▸ **Problem statement**: Quote the entries below word for word, from the line containing "Target: nike swoosh on jersey" through the end of the entries.

▸ **Data excerpts**:
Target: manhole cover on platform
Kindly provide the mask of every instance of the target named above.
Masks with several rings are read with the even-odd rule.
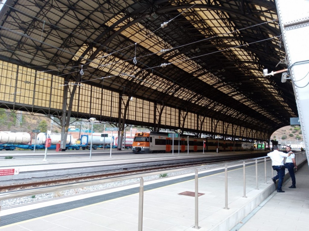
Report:
[[[201,193],[200,192],[197,193],[197,196],[199,197],[200,196],[204,195],[205,193]],[[195,197],[195,193],[194,192],[189,192],[189,191],[186,191],[183,192],[181,192],[178,194],[178,195],[184,195],[184,196],[188,196],[189,197]]]

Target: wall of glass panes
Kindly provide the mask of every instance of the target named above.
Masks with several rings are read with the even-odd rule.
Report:
[[[188,112],[186,113],[187,115],[186,116],[186,114],[185,111],[181,111],[180,125],[184,124],[183,120],[184,119],[184,128],[191,129],[197,129],[196,114],[191,112]]]
[[[112,117],[118,118],[118,109],[119,108],[118,104],[119,103],[119,93],[112,91],[111,94],[112,101],[110,108],[110,116]]]
[[[178,111],[178,110],[176,108],[164,107],[161,116],[161,124],[163,125],[179,127]]]
[[[102,90],[99,87],[91,86],[91,103],[90,114],[92,115],[101,115],[102,101]]]
[[[107,117],[111,116],[112,91],[108,90],[102,90],[102,116]],[[117,108],[118,106],[117,106]]]

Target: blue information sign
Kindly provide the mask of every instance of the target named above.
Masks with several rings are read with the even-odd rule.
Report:
[[[169,137],[178,137],[178,134],[177,133],[169,133]]]
[[[118,128],[105,128],[105,130],[106,131],[112,131],[114,132],[115,131],[118,131]]]

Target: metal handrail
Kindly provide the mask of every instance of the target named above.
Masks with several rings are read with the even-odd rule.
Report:
[[[255,160],[255,159],[248,160],[247,161],[252,161],[252,160]],[[237,166],[238,164],[236,164],[236,163],[238,162],[240,163],[240,161],[235,161],[235,162],[232,162],[235,163],[235,164],[233,166]],[[116,176],[114,177],[113,177],[112,178],[96,180],[91,180],[89,181],[84,181],[77,183],[70,183],[68,184],[62,184],[60,185],[50,186],[45,188],[38,188],[24,189],[23,190],[21,190],[19,191],[8,192],[3,192],[0,193],[0,201],[2,201],[5,200],[9,200],[9,199],[12,199],[15,198],[18,198],[19,197],[26,197],[28,196],[32,196],[33,195],[37,195],[43,193],[53,192],[58,191],[62,191],[80,188],[83,188],[84,187],[93,186],[93,185],[98,185],[99,184],[103,184],[121,181],[121,180],[128,180],[136,179],[137,178],[140,178],[152,176],[159,175],[167,173],[180,172],[181,171],[188,170],[190,169],[193,170],[196,168],[205,168],[205,166],[209,167],[211,166],[211,165],[205,166],[205,165],[201,165],[198,166],[196,166],[194,167],[183,168],[177,168],[175,169],[169,169],[162,170],[156,172],[155,172],[138,173],[128,176]],[[224,167],[218,168],[216,168],[216,170],[223,169],[224,168]],[[211,171],[212,171],[212,170],[212,170]]]
[[[306,158],[307,156],[303,153],[303,152],[301,152],[300,153],[296,153],[297,154],[296,155],[297,158],[296,158],[297,163],[300,163],[305,161],[305,159],[307,160]],[[246,195],[246,173],[245,168],[246,167],[246,163],[247,164],[252,164],[252,166],[255,165],[256,169],[256,188],[257,189],[258,189],[258,181],[257,179],[257,163],[258,162],[263,161],[264,163],[265,174],[265,183],[267,183],[267,177],[266,176],[266,162],[268,161],[268,160],[270,158],[268,156],[266,156],[261,157],[253,158],[250,159],[246,160],[243,161],[239,160],[234,161],[231,163],[231,164],[230,164],[228,166],[226,164],[224,167],[218,167],[210,170],[208,170],[206,171],[208,172],[212,172],[214,171],[217,171],[218,170],[221,169],[224,169],[225,173],[225,206],[224,209],[229,209],[227,207],[228,205],[227,199],[227,169],[228,168],[235,167],[235,166],[242,165],[242,167],[243,168],[243,197],[244,198],[246,198],[247,197]],[[97,185],[107,184],[116,181],[119,181],[121,180],[130,180],[133,179],[138,178],[140,178],[140,190],[139,193],[139,200],[138,205],[138,231],[142,231],[142,221],[143,221],[143,196],[144,196],[144,179],[143,177],[146,176],[151,176],[159,175],[161,174],[163,174],[167,173],[174,172],[180,172],[184,170],[194,170],[195,173],[192,173],[192,175],[195,175],[195,224],[193,228],[198,229],[200,227],[198,226],[198,174],[199,168],[205,168],[205,167],[209,167],[211,166],[214,166],[213,165],[201,165],[198,166],[196,166],[193,167],[189,167],[183,168],[177,168],[175,169],[169,169],[161,171],[158,171],[155,172],[146,173],[139,173],[128,176],[117,176],[112,178],[103,179],[100,180],[92,180],[89,181],[85,181],[83,182],[79,182],[78,183],[73,183],[65,184],[63,184],[60,185],[57,185],[56,186],[52,186],[46,187],[43,188],[35,188],[34,189],[25,189],[17,191],[14,191],[12,192],[4,192],[0,193],[0,201],[2,201],[5,200],[8,200],[12,199],[19,197],[25,197],[26,196],[32,195],[38,195],[43,193],[52,192],[56,191],[68,190],[69,189],[76,188],[83,188],[84,187],[92,186],[94,185]],[[272,168],[272,174],[273,175],[273,170]],[[202,172],[202,171],[201,171]]]

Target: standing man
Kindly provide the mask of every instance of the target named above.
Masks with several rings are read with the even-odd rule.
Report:
[[[289,173],[290,174],[290,176],[292,180],[292,185],[289,188],[296,188],[296,180],[295,180],[295,174],[294,172],[294,167],[295,167],[297,169],[297,166],[296,165],[296,161],[295,160],[295,154],[293,153],[291,149],[290,146],[287,146],[286,148],[288,154],[290,153],[291,155],[288,157],[286,157],[284,166],[289,170]]]
[[[272,167],[273,169],[277,171],[277,175],[272,178],[273,183],[276,184],[276,181],[279,179],[278,181],[278,187],[277,188],[277,192],[284,192],[282,190],[282,184],[283,183],[283,178],[285,174],[285,168],[283,165],[284,157],[289,156],[290,153],[289,154],[279,152],[278,145],[273,146],[273,151],[267,154],[267,156],[270,157],[272,160]]]

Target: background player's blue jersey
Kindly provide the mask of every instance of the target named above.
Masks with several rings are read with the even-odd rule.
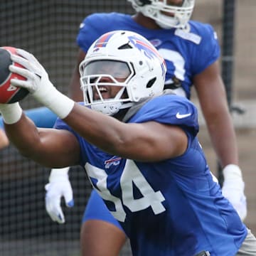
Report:
[[[176,93],[190,98],[193,78],[217,60],[220,46],[209,24],[191,21],[189,30],[148,29],[136,23],[130,15],[95,14],[85,18],[77,42],[86,53],[102,34],[114,30],[134,31],[148,39],[159,51],[167,65],[166,84],[179,87]],[[181,90],[182,89],[182,90]]]
[[[77,137],[80,164],[129,238],[134,255],[191,256],[202,250],[212,256],[235,255],[247,230],[208,169],[196,137],[196,107],[183,97],[156,97],[128,122],[148,121],[181,127],[188,137],[186,152],[139,162],[102,151],[60,119],[55,128]]]

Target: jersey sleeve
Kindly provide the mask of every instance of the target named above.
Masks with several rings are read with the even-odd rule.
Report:
[[[220,48],[217,33],[212,26],[198,23],[192,26],[192,29],[196,30],[201,38],[198,47],[193,50],[192,70],[196,75],[220,58]]]
[[[87,53],[90,46],[103,33],[110,31],[114,13],[93,14],[81,23],[77,36],[78,46]]]
[[[192,137],[196,137],[199,130],[196,106],[186,98],[178,95],[164,95],[152,99],[129,122],[149,121],[179,126]]]

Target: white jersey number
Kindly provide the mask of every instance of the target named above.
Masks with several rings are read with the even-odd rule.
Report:
[[[116,210],[111,211],[114,217],[122,222],[125,220],[126,213],[122,205],[121,200],[112,195],[107,187],[107,175],[105,170],[85,164],[85,169],[88,175],[97,180],[97,188],[95,188],[100,196],[114,203]],[[136,186],[141,194],[140,198],[134,198],[133,186]],[[142,175],[134,162],[127,160],[123,173],[120,178],[122,189],[122,200],[132,212],[136,212],[151,207],[154,214],[159,214],[166,210],[161,202],[165,198],[161,191],[155,192]]]

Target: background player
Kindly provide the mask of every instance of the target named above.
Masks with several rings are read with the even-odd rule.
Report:
[[[223,193],[243,220],[247,213],[244,183],[238,167],[235,131],[220,75],[220,47],[215,31],[208,24],[189,21],[194,1],[168,1],[166,4],[157,0],[130,1],[137,11],[134,16],[95,14],[82,23],[77,38],[80,49],[70,95],[76,101],[82,100],[78,67],[90,44],[102,33],[127,29],[146,37],[166,60],[166,87],[190,98],[191,88],[195,86],[213,147],[223,168]],[[60,223],[65,222],[60,197],[72,194],[68,177],[67,169],[55,169],[47,185],[46,208],[52,219]],[[70,197],[65,196],[69,200],[66,203],[72,205]],[[118,255],[125,241],[122,228],[100,202],[101,199],[92,191],[81,229],[81,246],[85,255],[92,255],[92,252],[96,255]],[[102,245],[100,248],[98,242]]]
[[[57,130],[38,129],[18,103],[1,105],[9,137],[41,164],[85,166],[134,255],[255,255],[255,238],[208,169],[196,107],[161,94],[165,63],[145,38],[119,31],[92,44],[80,68],[92,110],[58,92],[32,55],[17,53],[12,60],[25,68],[10,70],[27,80],[13,79],[12,85],[28,90],[63,120]]]

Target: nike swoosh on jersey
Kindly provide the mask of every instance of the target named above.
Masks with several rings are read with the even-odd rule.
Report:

▸ **Reply to the task**:
Target: nike swoosh on jersey
Kindly provide the mask of every instance of the target named above.
Masks with several rings are read with the even-odd rule.
Report:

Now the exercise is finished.